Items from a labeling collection
- - -

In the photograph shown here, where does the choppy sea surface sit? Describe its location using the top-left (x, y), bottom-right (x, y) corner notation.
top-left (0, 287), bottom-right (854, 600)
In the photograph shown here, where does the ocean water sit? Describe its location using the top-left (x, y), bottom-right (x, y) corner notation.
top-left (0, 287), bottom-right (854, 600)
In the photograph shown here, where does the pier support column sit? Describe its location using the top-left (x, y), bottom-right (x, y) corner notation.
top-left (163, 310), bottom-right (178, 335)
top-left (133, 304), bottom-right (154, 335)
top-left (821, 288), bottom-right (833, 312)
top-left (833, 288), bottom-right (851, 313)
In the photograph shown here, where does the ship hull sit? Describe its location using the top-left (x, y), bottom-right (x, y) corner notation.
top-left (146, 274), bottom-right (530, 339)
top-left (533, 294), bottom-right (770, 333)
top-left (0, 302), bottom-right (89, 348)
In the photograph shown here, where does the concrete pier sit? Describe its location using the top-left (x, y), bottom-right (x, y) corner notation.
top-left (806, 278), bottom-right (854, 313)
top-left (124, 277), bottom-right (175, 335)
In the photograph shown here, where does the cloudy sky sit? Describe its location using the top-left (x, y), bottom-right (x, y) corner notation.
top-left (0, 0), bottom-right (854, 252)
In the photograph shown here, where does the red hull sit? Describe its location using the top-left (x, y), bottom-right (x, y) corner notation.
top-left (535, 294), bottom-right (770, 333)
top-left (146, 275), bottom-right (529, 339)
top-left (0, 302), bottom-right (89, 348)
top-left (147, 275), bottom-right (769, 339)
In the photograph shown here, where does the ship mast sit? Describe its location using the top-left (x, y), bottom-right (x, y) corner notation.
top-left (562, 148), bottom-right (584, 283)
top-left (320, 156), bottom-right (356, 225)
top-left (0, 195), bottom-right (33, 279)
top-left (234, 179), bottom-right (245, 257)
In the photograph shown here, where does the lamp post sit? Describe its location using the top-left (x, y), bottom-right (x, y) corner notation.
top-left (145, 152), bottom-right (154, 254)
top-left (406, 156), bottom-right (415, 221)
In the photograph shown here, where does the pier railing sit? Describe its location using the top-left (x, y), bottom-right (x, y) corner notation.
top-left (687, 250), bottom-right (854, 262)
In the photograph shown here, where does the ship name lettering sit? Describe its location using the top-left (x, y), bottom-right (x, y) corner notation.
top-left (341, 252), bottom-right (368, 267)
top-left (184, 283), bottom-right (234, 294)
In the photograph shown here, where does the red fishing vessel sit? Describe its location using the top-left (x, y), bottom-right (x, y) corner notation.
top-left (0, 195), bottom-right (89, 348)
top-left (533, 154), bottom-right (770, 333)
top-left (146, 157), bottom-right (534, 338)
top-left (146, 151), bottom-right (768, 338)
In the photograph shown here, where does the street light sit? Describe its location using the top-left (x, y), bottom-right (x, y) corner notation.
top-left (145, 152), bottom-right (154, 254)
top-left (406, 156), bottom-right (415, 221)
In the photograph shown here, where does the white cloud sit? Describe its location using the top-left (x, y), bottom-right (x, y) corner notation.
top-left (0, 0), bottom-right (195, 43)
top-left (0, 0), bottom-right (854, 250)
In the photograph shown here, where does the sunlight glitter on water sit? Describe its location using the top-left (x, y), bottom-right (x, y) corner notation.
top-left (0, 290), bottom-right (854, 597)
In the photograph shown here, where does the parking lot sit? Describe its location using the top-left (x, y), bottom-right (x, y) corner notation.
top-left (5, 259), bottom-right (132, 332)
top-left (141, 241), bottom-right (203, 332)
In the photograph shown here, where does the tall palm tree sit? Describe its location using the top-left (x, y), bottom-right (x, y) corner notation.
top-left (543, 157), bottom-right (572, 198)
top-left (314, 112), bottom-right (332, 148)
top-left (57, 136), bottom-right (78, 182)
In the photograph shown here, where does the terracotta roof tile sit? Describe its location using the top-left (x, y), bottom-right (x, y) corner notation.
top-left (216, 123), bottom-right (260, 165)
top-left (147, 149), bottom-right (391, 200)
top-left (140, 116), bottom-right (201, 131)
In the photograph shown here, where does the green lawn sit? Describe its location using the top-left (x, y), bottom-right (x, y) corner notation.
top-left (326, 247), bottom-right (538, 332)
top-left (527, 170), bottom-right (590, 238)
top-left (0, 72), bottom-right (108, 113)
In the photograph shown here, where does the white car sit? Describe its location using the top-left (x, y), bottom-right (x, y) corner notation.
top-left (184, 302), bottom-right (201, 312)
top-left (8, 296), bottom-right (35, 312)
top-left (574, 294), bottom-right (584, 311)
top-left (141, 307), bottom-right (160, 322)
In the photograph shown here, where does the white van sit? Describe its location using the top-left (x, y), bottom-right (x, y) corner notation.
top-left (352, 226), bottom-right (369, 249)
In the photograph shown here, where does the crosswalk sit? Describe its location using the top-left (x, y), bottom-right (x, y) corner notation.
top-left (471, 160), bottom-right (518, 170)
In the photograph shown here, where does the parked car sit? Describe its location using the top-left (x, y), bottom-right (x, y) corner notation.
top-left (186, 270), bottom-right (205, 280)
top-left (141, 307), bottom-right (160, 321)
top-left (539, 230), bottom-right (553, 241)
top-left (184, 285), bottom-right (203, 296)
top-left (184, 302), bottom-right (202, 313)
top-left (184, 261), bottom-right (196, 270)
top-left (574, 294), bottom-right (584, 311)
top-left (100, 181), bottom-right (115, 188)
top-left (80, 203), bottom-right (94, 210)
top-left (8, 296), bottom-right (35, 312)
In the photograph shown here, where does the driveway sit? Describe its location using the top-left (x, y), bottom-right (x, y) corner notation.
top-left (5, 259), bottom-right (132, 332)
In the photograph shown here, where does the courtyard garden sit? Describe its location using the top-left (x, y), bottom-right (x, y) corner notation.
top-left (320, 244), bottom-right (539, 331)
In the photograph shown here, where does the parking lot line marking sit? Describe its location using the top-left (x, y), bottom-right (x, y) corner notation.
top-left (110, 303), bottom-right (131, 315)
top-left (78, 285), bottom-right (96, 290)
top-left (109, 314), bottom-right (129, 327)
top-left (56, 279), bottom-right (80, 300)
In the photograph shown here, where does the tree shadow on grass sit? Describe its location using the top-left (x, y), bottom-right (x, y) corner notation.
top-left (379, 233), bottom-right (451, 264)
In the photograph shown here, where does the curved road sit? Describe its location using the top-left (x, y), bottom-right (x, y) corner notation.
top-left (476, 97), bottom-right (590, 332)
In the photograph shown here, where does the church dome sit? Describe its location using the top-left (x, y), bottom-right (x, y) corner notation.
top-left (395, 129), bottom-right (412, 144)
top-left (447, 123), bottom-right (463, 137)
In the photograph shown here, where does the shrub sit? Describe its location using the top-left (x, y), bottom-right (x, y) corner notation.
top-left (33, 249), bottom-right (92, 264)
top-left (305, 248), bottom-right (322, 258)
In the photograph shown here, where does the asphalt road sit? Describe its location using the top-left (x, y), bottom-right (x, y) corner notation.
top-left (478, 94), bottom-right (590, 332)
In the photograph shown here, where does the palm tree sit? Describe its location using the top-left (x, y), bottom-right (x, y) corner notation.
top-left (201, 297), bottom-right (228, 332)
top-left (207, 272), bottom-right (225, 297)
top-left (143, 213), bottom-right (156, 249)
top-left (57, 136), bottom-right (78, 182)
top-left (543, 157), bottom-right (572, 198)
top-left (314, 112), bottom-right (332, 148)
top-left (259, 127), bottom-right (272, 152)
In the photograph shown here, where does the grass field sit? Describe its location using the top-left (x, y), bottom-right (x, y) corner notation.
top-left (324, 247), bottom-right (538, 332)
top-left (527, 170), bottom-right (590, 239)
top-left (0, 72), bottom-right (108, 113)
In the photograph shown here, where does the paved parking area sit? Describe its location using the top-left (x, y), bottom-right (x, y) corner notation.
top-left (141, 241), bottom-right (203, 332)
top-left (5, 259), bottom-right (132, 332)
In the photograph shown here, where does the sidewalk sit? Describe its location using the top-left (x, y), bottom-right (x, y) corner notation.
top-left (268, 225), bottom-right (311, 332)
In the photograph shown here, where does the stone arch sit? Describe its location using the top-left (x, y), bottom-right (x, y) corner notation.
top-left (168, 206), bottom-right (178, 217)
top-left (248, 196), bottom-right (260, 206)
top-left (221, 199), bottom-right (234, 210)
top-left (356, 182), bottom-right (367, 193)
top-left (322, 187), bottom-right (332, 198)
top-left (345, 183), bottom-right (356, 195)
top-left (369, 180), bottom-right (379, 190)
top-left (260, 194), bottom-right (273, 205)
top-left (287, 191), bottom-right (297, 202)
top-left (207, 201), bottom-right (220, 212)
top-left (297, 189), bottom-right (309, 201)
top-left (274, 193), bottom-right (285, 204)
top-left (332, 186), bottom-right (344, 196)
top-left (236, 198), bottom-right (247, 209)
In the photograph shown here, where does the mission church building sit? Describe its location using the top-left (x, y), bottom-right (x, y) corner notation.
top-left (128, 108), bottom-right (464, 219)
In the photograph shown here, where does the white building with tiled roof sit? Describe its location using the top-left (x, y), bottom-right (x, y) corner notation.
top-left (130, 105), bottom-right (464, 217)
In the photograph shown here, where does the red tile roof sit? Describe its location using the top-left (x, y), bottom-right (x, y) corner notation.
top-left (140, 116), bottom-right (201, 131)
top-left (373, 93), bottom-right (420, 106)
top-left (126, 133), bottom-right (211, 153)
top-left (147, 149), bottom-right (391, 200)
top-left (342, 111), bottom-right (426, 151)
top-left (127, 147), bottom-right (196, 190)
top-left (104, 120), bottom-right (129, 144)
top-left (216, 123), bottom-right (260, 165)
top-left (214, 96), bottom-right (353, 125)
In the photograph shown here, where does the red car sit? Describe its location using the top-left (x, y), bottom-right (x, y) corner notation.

- - -

- _What to produce_
Render the rows from the beginning through the line containing "top-left (833, 288), bottom-right (851, 313)", inclusive, as a Markdown table with a No. column for the line number and a Line column for the text. Skip any blank lines.

- _Answer to the exercise_
| No. | Line |
|---|---|
| 1 | In the photograph shown here, where does the choppy sea surface sit? Describe its location using the top-left (x, y), bottom-right (x, y) corner notation. |
| 2 | top-left (0, 287), bottom-right (854, 600) |
| 3 | In the photograph shown here, where does the ocean water sit? Describe its location using the top-left (x, y), bottom-right (x, y) corner notation. |
| 4 | top-left (0, 287), bottom-right (854, 600) |
| 5 | In the photograph shown here, where does the pier support column sit? Describe its location using the top-left (x, y), bottom-right (x, y) corner notation. |
| 6 | top-left (163, 310), bottom-right (178, 335) |
| 7 | top-left (133, 304), bottom-right (154, 335) |
| 8 | top-left (821, 288), bottom-right (833, 312) |
| 9 | top-left (833, 288), bottom-right (851, 313) |